◆ **Passage**
Start of Block
# new to archery need some advice.



## asa1485 (Jan 16, 2008)

Welcome to AT


----------



## buckchaser86 (Jun 10, 2009)

Welcome to AT!!


----------



## Tim Roberts (Jul 13, 2002)

:wav: :yo: *G'day.*







to *Archery Talk* Casey. Have fun here.


----------



## Sickside (May 14, 2010)

Ok, for starters I'm in your boat and found a bit of patience, research and not what I did but a smart move, is to shoot for free try out shops near ya and see what you think.In my humble opinion if you like to shoot arrows be it hunting game or your neighbors...wait stop I meant targets give it a try ,don't spend a bucket eBay or right here in the classified is a perfect place to start.These guys around here will answer anything ,so you are in the right spot for info.Full pro's.


----------



## wicked1Joe (May 19, 2009)

:wav:
*Welcome to AT*


----------



## Sickside (May 14, 2010)

and why the heck did i not get a full blown welcome like everyone else,I mean just a lil avatar would have been nice ,or crap a hello ....kinda j/k good thing my skin is thick


----------



## Dthbyhoyt (Dec 4, 2004)

:welcome: 2 ArcheryTalk


----------



## rycountryboy (Feb 21, 2008)

*:welcome: to AT*


----------



## ccooke20 (May 14, 2010)

good advice. Thank you for the response and direction! i will try that route before making any decisions! appreciate the words of wisdom


----------
End of Block
◆ **Input data**
Start of Block
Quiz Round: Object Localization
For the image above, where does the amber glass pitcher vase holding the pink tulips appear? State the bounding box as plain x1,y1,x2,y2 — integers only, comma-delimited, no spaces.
End of Block
◆ **Instructions to follow**
From the archery thread above, set down word for word the part starting with "Ok, for starters" and going on through "for info.Full pro's.".

◆ **Exercise solution**
Ok, for starters I'm in your boat and found a bit of patience, research and not what I did but a smart move, is to shoot for free try out shops near ya and see what you think.In my humble opinion if you like to shoot arrows be it hunting game or your neighbors...wait stop I meant targets give it a try ,don't spend a bucket eBay or right here in the classified is a perfect place to start.These guys around here will answer anything ,so you are in the right spot for info.Full pro's.